### WHAT THE TASK ASKS
Write out the following listing's lines from the one with "Task: annotate each instance of the open" to the one with "Target: eyelid", exactly, with both included and no others.

### INFORMATION
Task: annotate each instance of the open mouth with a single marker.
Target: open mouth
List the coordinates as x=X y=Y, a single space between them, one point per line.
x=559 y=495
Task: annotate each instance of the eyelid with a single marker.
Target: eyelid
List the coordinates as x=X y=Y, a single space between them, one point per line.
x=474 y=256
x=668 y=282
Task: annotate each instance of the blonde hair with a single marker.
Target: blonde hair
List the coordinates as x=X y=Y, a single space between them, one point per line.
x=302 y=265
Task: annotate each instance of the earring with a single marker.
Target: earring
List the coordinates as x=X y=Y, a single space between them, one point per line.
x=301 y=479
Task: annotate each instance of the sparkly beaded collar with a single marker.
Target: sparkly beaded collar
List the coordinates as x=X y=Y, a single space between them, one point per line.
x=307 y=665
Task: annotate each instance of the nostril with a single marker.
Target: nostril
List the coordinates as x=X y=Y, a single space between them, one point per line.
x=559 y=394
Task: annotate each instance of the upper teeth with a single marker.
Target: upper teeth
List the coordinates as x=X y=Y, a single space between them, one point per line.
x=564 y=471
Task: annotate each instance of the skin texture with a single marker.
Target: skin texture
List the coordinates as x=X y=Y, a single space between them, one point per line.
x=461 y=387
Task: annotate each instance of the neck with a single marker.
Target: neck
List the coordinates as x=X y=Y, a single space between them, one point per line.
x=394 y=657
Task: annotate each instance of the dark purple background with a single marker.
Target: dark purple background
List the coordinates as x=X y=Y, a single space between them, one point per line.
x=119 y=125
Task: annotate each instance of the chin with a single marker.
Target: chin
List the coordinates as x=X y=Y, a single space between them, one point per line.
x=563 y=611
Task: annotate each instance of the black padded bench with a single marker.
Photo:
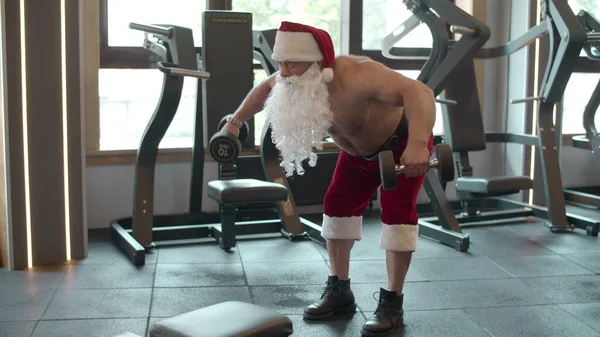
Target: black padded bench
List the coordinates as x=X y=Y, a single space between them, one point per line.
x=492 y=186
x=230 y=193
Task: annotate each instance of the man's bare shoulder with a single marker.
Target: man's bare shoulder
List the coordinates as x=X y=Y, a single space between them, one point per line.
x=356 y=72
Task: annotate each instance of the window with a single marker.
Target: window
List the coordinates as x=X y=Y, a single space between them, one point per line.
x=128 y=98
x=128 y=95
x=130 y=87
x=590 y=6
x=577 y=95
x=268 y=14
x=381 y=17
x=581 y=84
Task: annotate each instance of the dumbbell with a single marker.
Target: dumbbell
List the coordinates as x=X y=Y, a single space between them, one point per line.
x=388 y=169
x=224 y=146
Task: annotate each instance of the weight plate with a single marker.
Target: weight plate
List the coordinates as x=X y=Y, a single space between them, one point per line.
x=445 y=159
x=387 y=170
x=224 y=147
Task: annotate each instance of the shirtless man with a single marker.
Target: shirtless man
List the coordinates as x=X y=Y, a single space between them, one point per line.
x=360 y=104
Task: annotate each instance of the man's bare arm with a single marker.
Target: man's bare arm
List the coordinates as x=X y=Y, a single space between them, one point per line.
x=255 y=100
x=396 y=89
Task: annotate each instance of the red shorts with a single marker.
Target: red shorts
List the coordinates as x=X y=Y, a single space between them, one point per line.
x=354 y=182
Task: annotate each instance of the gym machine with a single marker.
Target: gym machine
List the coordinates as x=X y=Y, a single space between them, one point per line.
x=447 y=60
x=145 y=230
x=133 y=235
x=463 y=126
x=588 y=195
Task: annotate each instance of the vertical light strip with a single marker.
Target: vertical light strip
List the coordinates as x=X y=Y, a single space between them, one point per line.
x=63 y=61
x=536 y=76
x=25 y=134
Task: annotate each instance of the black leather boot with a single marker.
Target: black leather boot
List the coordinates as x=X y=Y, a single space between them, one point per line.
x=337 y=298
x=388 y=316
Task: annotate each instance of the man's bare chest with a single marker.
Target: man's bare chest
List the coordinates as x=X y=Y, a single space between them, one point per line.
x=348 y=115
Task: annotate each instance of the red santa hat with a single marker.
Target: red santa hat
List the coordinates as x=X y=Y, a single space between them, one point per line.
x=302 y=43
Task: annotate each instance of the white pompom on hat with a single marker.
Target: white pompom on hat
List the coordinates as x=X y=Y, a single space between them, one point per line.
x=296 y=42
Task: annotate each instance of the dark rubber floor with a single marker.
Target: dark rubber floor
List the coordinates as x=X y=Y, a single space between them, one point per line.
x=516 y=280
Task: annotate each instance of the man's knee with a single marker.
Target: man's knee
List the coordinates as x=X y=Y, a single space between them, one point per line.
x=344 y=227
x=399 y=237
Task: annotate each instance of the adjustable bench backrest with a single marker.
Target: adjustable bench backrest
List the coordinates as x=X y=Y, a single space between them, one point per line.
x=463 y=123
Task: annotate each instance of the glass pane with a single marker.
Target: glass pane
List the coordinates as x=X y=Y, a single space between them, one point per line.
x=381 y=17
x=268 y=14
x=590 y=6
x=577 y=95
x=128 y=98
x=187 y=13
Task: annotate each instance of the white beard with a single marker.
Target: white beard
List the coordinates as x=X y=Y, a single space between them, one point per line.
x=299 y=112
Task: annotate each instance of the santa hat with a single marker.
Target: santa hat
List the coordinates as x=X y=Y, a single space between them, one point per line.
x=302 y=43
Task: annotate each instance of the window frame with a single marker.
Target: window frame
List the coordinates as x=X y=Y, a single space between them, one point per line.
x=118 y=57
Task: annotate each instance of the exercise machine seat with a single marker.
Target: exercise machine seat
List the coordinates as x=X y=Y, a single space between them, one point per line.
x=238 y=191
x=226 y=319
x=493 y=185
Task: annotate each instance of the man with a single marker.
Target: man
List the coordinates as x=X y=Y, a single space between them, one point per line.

--

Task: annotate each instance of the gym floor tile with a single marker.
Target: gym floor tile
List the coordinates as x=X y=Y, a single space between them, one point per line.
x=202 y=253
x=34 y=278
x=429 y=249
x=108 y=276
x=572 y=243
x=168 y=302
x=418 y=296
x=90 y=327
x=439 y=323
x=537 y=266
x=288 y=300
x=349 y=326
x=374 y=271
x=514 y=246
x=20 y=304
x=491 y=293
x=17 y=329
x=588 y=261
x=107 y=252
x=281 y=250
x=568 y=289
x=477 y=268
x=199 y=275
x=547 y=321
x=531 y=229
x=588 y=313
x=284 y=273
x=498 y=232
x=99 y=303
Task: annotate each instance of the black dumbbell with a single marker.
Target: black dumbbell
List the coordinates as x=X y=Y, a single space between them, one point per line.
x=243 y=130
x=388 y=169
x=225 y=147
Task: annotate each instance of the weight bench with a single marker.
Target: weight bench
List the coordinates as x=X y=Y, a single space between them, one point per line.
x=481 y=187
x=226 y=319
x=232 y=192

### REPLY
Task: annotate each instance of the open mouth with a single marker.
Target: open mouth
List the coordinates as x=X y=Y, a single space between them, one point per line.
x=559 y=495
Task: annotate each instance of the eyelid with a single marker.
Target: eyelid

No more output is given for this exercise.